DATA RECORDS below:

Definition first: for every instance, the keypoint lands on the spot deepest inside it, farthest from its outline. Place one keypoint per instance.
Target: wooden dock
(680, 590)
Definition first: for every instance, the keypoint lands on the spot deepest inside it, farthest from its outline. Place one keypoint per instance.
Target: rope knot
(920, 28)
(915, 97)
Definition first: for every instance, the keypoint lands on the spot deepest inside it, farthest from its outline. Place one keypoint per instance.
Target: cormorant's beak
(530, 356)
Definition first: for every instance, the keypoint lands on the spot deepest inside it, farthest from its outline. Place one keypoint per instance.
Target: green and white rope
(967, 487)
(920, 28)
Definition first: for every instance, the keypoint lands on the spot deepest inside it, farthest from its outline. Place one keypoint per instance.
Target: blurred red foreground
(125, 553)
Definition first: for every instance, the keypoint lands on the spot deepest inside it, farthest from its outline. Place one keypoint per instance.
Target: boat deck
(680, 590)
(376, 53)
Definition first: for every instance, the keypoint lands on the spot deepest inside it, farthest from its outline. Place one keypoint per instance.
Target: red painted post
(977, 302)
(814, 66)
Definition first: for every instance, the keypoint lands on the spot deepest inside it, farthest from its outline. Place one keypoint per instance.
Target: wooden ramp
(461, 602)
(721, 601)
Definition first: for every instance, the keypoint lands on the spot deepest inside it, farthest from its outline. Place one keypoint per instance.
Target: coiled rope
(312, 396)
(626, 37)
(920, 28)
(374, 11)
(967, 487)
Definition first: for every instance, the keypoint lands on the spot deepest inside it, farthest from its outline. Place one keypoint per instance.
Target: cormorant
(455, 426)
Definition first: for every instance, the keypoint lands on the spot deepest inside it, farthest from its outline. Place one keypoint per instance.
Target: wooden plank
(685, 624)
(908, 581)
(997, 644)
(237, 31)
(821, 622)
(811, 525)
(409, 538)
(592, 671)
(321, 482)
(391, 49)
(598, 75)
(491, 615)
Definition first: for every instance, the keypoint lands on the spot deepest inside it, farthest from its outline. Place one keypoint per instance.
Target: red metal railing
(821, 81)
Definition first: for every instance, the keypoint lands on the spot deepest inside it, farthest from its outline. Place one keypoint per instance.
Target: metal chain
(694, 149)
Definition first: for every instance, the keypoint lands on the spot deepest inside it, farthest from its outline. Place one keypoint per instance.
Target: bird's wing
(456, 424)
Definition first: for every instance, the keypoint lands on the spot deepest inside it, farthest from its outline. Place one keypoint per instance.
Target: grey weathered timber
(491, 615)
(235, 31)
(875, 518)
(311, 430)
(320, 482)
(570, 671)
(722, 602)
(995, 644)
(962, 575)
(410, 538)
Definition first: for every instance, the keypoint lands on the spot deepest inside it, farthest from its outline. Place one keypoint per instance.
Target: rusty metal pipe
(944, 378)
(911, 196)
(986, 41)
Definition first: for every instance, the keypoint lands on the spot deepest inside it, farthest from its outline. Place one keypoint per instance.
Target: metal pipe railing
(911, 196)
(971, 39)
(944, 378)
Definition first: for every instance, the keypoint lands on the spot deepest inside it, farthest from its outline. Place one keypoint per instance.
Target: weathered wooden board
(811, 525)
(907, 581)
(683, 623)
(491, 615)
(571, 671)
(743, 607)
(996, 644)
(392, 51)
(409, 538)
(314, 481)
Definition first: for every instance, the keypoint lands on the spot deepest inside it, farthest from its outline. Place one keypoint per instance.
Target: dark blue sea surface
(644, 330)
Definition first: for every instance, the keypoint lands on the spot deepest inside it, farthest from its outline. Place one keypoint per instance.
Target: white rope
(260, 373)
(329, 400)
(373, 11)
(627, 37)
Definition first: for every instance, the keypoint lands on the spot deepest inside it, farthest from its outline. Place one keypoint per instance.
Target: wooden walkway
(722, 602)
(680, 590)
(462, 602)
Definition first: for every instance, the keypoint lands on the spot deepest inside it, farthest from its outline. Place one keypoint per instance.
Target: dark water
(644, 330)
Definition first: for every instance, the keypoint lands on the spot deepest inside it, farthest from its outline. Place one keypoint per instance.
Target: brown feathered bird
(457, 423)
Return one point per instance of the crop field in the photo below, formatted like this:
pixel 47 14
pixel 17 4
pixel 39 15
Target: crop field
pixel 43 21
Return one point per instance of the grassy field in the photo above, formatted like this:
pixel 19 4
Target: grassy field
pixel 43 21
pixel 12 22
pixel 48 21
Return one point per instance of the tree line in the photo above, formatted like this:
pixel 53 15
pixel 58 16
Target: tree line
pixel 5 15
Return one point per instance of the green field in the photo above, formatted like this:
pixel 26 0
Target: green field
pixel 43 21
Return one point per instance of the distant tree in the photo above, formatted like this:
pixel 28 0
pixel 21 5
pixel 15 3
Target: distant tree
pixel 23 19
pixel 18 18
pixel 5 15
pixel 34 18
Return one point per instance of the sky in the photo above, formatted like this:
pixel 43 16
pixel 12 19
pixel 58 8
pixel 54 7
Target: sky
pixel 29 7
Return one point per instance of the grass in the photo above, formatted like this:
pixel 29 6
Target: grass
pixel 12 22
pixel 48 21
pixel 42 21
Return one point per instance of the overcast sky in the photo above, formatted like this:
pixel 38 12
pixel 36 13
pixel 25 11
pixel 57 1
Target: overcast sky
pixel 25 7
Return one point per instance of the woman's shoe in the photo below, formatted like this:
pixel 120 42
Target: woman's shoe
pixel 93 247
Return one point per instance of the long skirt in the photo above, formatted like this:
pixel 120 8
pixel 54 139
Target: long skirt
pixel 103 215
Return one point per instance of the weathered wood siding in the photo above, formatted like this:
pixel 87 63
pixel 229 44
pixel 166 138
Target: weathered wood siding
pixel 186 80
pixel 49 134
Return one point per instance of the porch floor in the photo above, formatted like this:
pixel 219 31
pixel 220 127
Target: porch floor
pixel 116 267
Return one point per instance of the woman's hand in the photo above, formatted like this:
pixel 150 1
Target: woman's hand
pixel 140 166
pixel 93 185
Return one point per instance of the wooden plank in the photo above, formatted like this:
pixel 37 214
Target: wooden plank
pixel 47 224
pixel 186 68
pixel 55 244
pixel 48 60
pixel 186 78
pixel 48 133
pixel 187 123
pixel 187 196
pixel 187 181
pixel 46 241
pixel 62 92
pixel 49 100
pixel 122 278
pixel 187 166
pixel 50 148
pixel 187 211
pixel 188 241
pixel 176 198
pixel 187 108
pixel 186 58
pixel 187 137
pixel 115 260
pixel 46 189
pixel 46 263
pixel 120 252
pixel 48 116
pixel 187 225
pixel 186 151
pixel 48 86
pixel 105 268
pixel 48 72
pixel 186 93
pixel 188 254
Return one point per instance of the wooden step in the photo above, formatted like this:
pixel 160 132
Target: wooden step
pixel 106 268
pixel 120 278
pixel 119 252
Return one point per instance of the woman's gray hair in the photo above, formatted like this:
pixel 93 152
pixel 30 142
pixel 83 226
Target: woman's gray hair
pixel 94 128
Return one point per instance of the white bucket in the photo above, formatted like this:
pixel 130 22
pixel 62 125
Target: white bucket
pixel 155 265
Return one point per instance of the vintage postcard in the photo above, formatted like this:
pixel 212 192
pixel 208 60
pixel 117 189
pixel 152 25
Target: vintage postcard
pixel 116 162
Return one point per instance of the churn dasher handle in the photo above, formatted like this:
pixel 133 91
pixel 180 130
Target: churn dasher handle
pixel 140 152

End of DATA RECORDS.

■ HOW TO COMPLETE THIS TASK ■
Every entry must appear in the answer, reproduced exactly.

■ ANSWER FOR THIS EXERCISE ■
Definition first: for every instance, the keypoint lands on the spot deepest inside it, farthest from its outline. Place one keypoint per instance.
Target: wooden dock
(680, 590)
Definition first: for every instance, the keypoint lands on the spot deepest inside it, farthest from its outline. Place one keypoint per instance.
Target: rope knot
(920, 28)
(915, 97)
Definition first: for every instance, the keypoint lands on the spot deepest inside it, farthest from its outline. Place one keypoint per instance.
Target: cormorant's beak
(530, 356)
Definition first: for every instance, the keypoint lands on the spot deepest inside it, farthest from its outline. Place one keypoint per instance.
Target: green and white rope
(967, 487)
(920, 28)
Definition first: for every instance, the keypoint lands on the spot deepest inside it, farthest from its outline. Place one keypoint per instance.
Target: blurred red foreground
(125, 553)
Definition first: for every instance, the keypoint lands on the spot deepest inside it, farthest from its outline. Place one keypoint per instance.
Target: boat deck
(680, 590)
(376, 53)
Definition first: for every instance, the keypoint lands on the spot deepest inside it, farthest from its outline. Place one keypoint per instance.
Target: red painted post
(977, 302)
(814, 66)
Definition first: for every instance, the keypoint lands on the spot deepest inside it, farthest from its outline. Place one keypoint per instance.
Target: wooden ramp
(461, 602)
(721, 601)
Definition first: for every instance, the keypoint lands on the spot deepest inside it, farthest from its outline. Place one keypoint per instance.
Target: coiled rope
(312, 396)
(626, 37)
(920, 28)
(374, 11)
(967, 487)
Definition first: for every instance, the keypoint lands on the spot deepest inside it, farthest from its outline. Place one keypoint per instance.
Target: cormorant
(455, 426)
Definition first: for every instance, the keypoint lands on the spot deepest inside it, farthest from its outline. Place one keypoint per instance.
Target: wooden plank
(685, 624)
(908, 581)
(997, 644)
(237, 31)
(821, 622)
(811, 525)
(409, 538)
(592, 671)
(321, 482)
(391, 49)
(598, 75)
(491, 615)
Definition first: for every instance, the keypoint lands on the spot deepest inside it, farthest from its outline. Place one keypoint per instance.
Target: red metal railing
(821, 81)
Definition first: for every instance, the keypoint lands on the spot deepest inside it, farthest from its outline. Place one keypoint per instance.
Target: metal chain
(694, 149)
Definition first: for every instance, the keypoint lands on the spot deepest inside it, farthest from its outline. Place one keypoint per instance.
Target: bird's wing
(456, 424)
Definition first: for every instance, the keypoint lands on the spot deepest inside it, farthest from its outline. Place one keypoint per instance.
Target: grey weathered timber
(491, 615)
(235, 31)
(875, 518)
(311, 430)
(320, 482)
(570, 671)
(722, 602)
(995, 644)
(962, 575)
(410, 538)
Definition first: for every instance, the keypoint lands on the spot deepest inside it, farthest from its outline. Place one keypoint per instance.
Target: rusty metal pipe
(944, 378)
(911, 196)
(986, 41)
Definition first: for every instance, the keypoint lands on the spot deepest inside it, farthest from its outline. Place one keypoint per instance.
Target: metal pipe railing
(911, 196)
(971, 39)
(944, 378)
Definition first: for every instance, the keypoint lands on the spot deepest inside it, farthest from its outline. Place one keypoint per instance.
Target: weathered wooden board
(811, 525)
(907, 581)
(683, 623)
(491, 615)
(571, 671)
(743, 607)
(996, 644)
(392, 51)
(409, 538)
(314, 481)
Definition first: for every instance, the keypoint lands on the spot deepest inside it, farthest from its outline. Place one keypoint per instance.
Target: dark blue sea surface
(644, 330)
Definition first: for every instance, the keypoint lands on the spot deepest inside it, farthest from its outline. Place one keypoint per instance.
Target: white rope
(260, 373)
(329, 400)
(373, 11)
(627, 37)
Definition first: for every instance, the keypoint lands on the spot deepest inside it, farthest from its outline. Place one keypoint per instance.
Target: wooden walkway
(722, 602)
(680, 590)
(462, 602)
Definition first: for every instance, the keypoint lands on the spot deepest inside it, farthest from its outline. Place one keypoint per instance.
Target: dark water
(644, 330)
Definition first: for every instance, the keypoint lands on the spot deepest inside it, farthest from its outline. Place one keypoint per instance.
Target: brown feathered bird
(457, 423)
Return one point per instance of the crop field in the photo below, formatted like this:
pixel 47 14
pixel 17 4
pixel 39 15
Target: crop field
pixel 43 21
Return one point per instance of the grassy field in the photo above, formatted like this:
pixel 19 4
Target: grassy field
pixel 43 21
pixel 12 22
pixel 48 21
Return one point per instance of the tree line in the photo above, formatted like this:
pixel 53 15
pixel 58 16
Target: tree line
pixel 5 15
Return one point per instance of the green field in the photo above, formatted like this:
pixel 26 0
Target: green field
pixel 43 21
Return one point per instance of the distant tree in the photo above, formatted like this:
pixel 28 0
pixel 21 5
pixel 15 3
Target: distant tree
pixel 23 19
pixel 18 18
pixel 5 15
pixel 34 18
Return one point per instance of the sky in the photo above, formatted like this:
pixel 43 16
pixel 12 19
pixel 58 8
pixel 54 7
Target: sky
pixel 29 7
Return one point per instance of the grass in the photo above, formatted like this:
pixel 29 6
Target: grass
pixel 12 22
pixel 48 21
pixel 42 21
Return one point per instance of the overcast sky in the photo above, formatted like this:
pixel 38 12
pixel 36 13
pixel 25 11
pixel 57 1
Target: overcast sky
pixel 25 7
Return one point per instance of the woman's shoe in the photo below, formatted like this:
pixel 120 42
Target: woman's shoe
pixel 93 247
Return one point per instance of the long skirt in the photo above, formatted like this:
pixel 120 8
pixel 54 139
Target: long skirt
pixel 103 215
Return one point per instance of the weathered wood siding in the photo above, formatted like this:
pixel 87 63
pixel 229 44
pixel 166 138
Target: weathered wood siding
pixel 186 80
pixel 49 134
Return one point per instance of the porch floor in the photo above, formatted like this:
pixel 219 31
pixel 220 127
Target: porch floor
pixel 116 267
Return one point per instance of the woman's hand in the photo above, formatted like this:
pixel 150 1
Target: woman's hand
pixel 140 166
pixel 93 185
Return one point per instance of the wooden plank in the photo above, formatted like this:
pixel 37 214
Target: wooden plank
pixel 47 224
pixel 186 68
pixel 55 244
pixel 48 60
pixel 186 78
pixel 48 133
pixel 187 123
pixel 187 196
pixel 187 181
pixel 46 241
pixel 62 92
pixel 49 100
pixel 122 278
pixel 187 166
pixel 50 148
pixel 187 211
pixel 188 241
pixel 176 198
pixel 187 108
pixel 186 58
pixel 187 137
pixel 115 260
pixel 46 189
pixel 46 263
pixel 120 252
pixel 48 116
pixel 187 225
pixel 186 151
pixel 48 86
pixel 105 268
pixel 48 72
pixel 186 93
pixel 188 254
Return one point per instance of the wooden step in the photo above, formatted like this:
pixel 160 132
Target: wooden step
pixel 106 268
pixel 120 278
pixel 119 252
Return one point per instance of the woman's gray hair in the photo above, formatted like this:
pixel 93 152
pixel 30 142
pixel 83 226
Target: woman's gray hair
pixel 94 128
Return one point per instance of the white bucket in the photo above, formatted like this:
pixel 130 22
pixel 62 125
Target: white bucket
pixel 155 265
Return one point per instance of the vintage postcard in the photo above, formatted like this:
pixel 212 192
pixel 208 60
pixel 117 189
pixel 152 25
Target: vintage postcard
pixel 116 162
Return one point per instance of the churn dasher handle in the photo above, formatted like this:
pixel 133 91
pixel 180 130
Target: churn dasher handle
pixel 140 152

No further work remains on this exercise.